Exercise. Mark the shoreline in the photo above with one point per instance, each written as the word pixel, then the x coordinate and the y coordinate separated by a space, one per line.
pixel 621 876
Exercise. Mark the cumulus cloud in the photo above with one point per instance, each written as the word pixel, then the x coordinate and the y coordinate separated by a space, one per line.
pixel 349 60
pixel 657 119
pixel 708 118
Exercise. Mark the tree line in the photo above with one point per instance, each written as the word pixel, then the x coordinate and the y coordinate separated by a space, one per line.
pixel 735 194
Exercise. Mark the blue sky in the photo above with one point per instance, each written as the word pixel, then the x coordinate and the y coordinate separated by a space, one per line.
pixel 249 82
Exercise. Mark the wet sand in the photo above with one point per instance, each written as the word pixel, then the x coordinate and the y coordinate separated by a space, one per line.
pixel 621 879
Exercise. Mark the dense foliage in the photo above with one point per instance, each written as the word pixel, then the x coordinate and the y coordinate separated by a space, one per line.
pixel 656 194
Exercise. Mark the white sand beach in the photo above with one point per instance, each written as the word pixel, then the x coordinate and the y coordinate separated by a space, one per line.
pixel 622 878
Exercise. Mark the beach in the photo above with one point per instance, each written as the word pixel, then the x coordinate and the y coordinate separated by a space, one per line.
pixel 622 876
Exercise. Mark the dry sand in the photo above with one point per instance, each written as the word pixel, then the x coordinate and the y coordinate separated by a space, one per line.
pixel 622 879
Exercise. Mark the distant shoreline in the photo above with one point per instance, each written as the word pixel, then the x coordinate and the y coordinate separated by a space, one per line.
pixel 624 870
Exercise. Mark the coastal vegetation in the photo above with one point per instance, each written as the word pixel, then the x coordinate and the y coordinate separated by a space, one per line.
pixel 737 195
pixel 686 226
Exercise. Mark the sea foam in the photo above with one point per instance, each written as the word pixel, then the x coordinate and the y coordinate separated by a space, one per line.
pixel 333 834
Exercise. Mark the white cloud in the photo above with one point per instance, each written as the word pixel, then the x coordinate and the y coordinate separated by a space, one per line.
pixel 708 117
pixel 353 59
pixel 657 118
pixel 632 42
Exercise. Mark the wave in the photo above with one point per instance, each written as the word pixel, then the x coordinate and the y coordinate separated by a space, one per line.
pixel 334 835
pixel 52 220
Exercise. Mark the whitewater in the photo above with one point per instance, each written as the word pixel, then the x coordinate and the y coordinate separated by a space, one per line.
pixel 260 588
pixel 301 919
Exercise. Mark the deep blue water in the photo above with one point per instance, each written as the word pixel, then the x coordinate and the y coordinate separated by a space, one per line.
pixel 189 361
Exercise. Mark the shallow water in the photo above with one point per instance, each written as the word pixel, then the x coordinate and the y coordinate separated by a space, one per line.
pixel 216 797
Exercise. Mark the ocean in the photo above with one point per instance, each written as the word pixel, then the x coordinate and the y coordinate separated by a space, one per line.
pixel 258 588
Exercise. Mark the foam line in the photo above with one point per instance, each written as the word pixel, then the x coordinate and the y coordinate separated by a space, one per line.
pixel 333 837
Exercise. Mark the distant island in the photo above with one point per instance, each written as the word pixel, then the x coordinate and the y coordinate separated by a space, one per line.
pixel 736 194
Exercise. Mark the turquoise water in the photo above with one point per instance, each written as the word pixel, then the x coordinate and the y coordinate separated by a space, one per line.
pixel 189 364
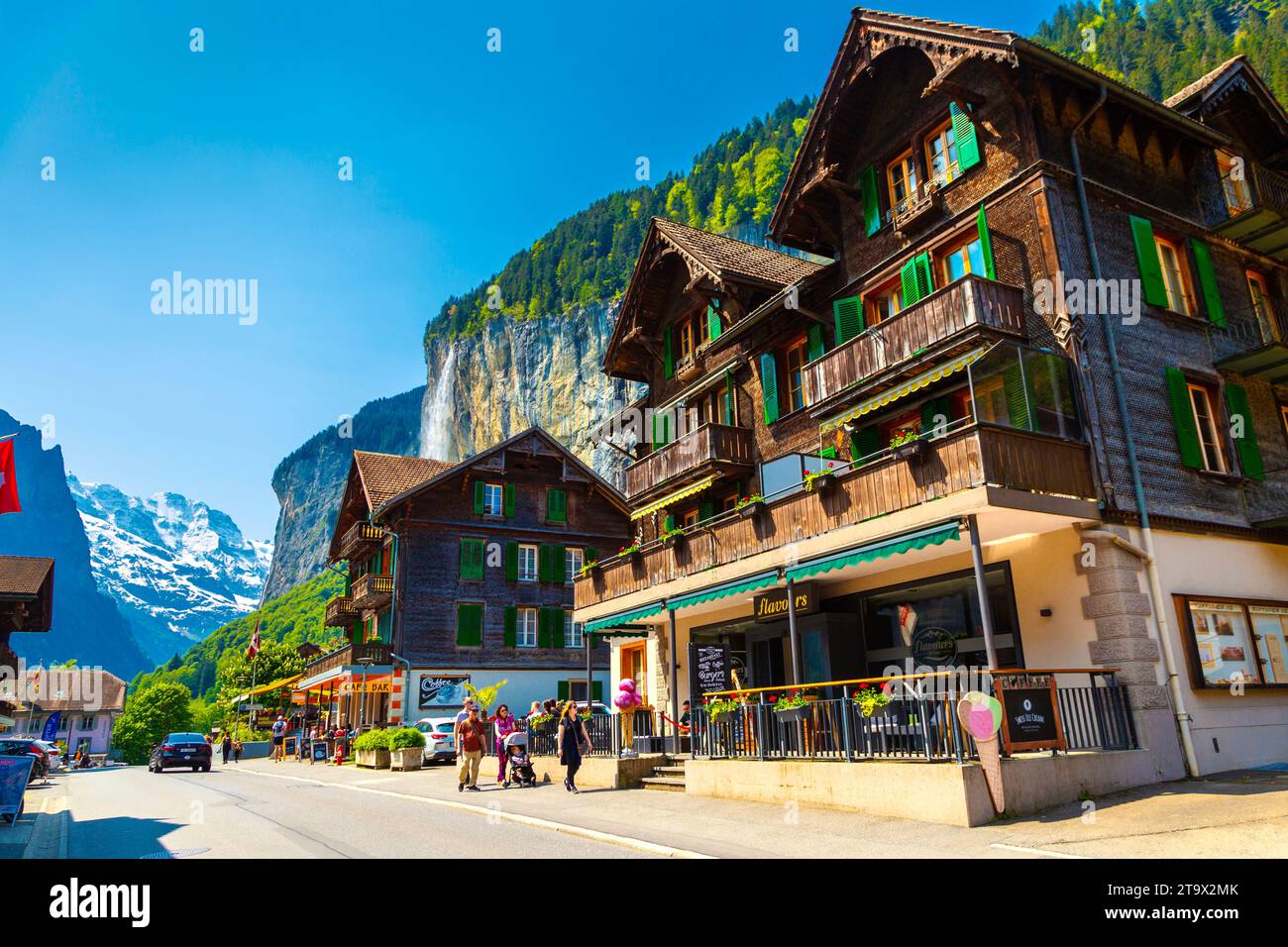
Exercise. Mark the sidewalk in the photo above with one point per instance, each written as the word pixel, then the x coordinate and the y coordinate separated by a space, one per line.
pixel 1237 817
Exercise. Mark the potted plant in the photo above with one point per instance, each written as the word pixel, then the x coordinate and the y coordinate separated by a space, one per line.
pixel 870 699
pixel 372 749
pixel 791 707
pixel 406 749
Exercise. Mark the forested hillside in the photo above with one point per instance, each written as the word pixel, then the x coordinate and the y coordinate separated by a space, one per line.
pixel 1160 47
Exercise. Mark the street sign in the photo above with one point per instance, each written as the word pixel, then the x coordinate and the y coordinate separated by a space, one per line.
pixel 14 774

______________________________

Can you copy out all of the material above word for word, leaving the pictures out?

Task response.
Exercise. Mark the shoreline in the photo above with one point per instance, each written as the word pixel, then the x coordinate and the y coordinate separated by a space, one per line.
pixel 621 876
Exercise. Mark the cumulus cloud in the photo above with one point per instance, each written as the word pixel, then the x coordinate and the y coordinate separated by a space, one per line.
pixel 349 60
pixel 657 119
pixel 708 118
Exercise. Mark the tree line in the photo above with one point per instance, each written as the word pixel, then the x coordinate and the y coordinate separated by a space, one per line.
pixel 735 194
Exercise. Mark the blue sky in the photo above with one point per instance, each written as the word pixel, then the x coordinate and the y coordinate separated by a space, one per line.
pixel 249 82
Exercise. Mark the wet sand in the photo above with one point per instance, each written as the word pixel, then the x coordinate and the y coordinate separated by a space, one per line.
pixel 621 879
Exercise. Mark the dense foliage in the photo above with one point per instance, each written as the word pixel, then the x coordinate and the y coordinate separated by a space, one per line.
pixel 656 194
Exercise. Mark the white sand beach in the photo above with one point per instance, each written as the word pixel, then the x coordinate and the y coordinate separated by a space, one per line.
pixel 622 878
Exercise. Mark the beach in the photo above with one point per instance, each written as the word pixel, then the x coordinate and the y coordinate separated by a space, one per line.
pixel 622 876
Exercise. Mark the dry sand in the photo above with one point per instance, each written as the word pixel, then the x coordinate and the y coordinate separated by a space, one per line.
pixel 622 879
Exercise. Mark the distant shoreline in the photo above with one point per instance, each written as the word pixel, then the x coordinate and the y coordinate separated by a space, one per line.
pixel 624 870
Exercise. Mark the coastal vegetation in the photo above with one point per instance, each written as the word pixel, then the x coordinate and the y coordinate separated by a space, one per line.
pixel 737 195
pixel 686 226
Exercise. Mark the sea foam in the photo above with one point per instance, each written as the word pixel, then the x coordinate and the y coordinate separated by a space, one per line.
pixel 333 834
Exercise. Mark the white cloud in the photo above with one point per instance, each written as the word pixel, then the x coordinate and the y coordinate separated by a space, one per line.
pixel 708 117
pixel 353 59
pixel 657 118
pixel 632 42
Exercise. Mark the wave in the photo above with one point per instance, each written as the word pixel, then the x coordinate and the y coordinate separated by a space, one per line.
pixel 334 835
pixel 52 220
Exercise. Mark the whitewater in the photo above with one point per instance, each written as the word pixel, then the x coordinate and the y coordinate separated by a space, one per line.
pixel 260 588
pixel 301 919
Exercise. Mark the deep blue water in the photo above with one point per instance, each written as the word pixel, then the x coordinate and the y coordinate separated by a space, one per line.
pixel 189 361
Exercise. Mark the shallow water in the photo above with one point per instance, each written as the word pixel, then the x coordinate and the y coordinate separated by a space, one per line.
pixel 216 797
Exercise. Mark the ocean in the photo above with one point per instance, each written as the word pixel, then the x coordinate and the y coordinate separated by a space, one per line.
pixel 258 588
Exercise. Mark the foam line in the photo above with one point per instance, each written as the word pixel, then the x coordinate and the y coordinate separated by a space, one per line.
pixel 333 837
Exercise. Mark the distant island in the photo above with one point per instance, each written as the word pixel, then the x coordinate and the y coordinate separated by a space, one per line.
pixel 736 194
Exercise. Mark the turquoise water in the photo above with one point per instance, each written as the word pixel, then the x coordinate and the y coordinate separated by a space, one per line.
pixel 189 364
Exercise. Mark the sidewalk in the photo above with one point per instance, each written as the word pixel, then the x coordinate and the y coordinate separated by a space, one per line.
pixel 1237 817
Exercise. Mark the potted plant in the photo above with one point per instance, each written as the word pixel, then the x coordinate and the y coordinate separated by a space, one per line.
pixel 870 699
pixel 372 749
pixel 791 707
pixel 406 749
Exercise. Mark the forested hillside in the photo above with one point per instance, each written as the word pixel, then the x coordinate and the y coordinate separated by a space, one per line.
pixel 1160 47
Exercise. Mark the street sign in the photo above with one point per instance, each written as the word pixel, then the x coordinate and the y coordinate separated by a space, one per line.
pixel 14 774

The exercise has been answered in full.